**Given request**
Please write out the stretch from "Well, I was" through "than anything else." in the business ethics discussion, replacing "curiosity" with "inquisitiveness".

**Page extract**
----------

Business Ethics Question

Let’s say there is a company “A” that is a wholly owned subsidiary of X Enterprises, a family owned corporation. The founder of X Enterprises inserts his son as President of company A but the son is incompetent and a new CEO is brought in and is given an ownership position in company A. Company A is in dire need of a supplier for a particular part. The new CEO just happens to own a controlling interest in a company B that soon become the designated supplier of the part in question to company A. However, company B’s part is plagued with problems and fails to perform as required. Company A’s engineering team is tasked with assisting Company B’s engineering team to help solve the problem. Company B’s engineering team has no experience with Company A’s products and the problems persist. The new CEO insists that Company B’s product will improve in time and no other vendor is sought. At present, both company A & B are on the brink of bankruptcy but the CEO has made a killing during his tenure. Bearing in mind that none of these companies are public corporations, has the CEO behaved ethically? I say that no case can be made that he has. Am I right or wrong?

You’re not leaving a lot of flexibility in your hypothetical situation. Given what facts you’ve presented, it’s not exactly an interesting case for a business class or - I’d guess - a message board. But from what you’ve said, it seems clear the CEO has a conflict of interest and has not been acting with proper purpose.

Well, I was considering the difference between public and private corporations and if the same ethical conduct should apply in both cases. You’re right, though, it isn’t very interesting and my interest is really more curiosity than anything else.

I suppose it depends on whether the founder of X enterprises (who I assume is the owner still) knows what’s going on.

----------

**Given information**
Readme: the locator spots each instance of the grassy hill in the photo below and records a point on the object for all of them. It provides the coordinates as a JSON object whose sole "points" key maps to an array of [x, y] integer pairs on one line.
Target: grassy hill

----------

**Exercise solution**
Well, I was considering the difference between public and private corporations and if the same ethical conduct should apply in both cases. You’re right, though, it isn’t very interesting and my interest is really more inquisitiveness than anything else.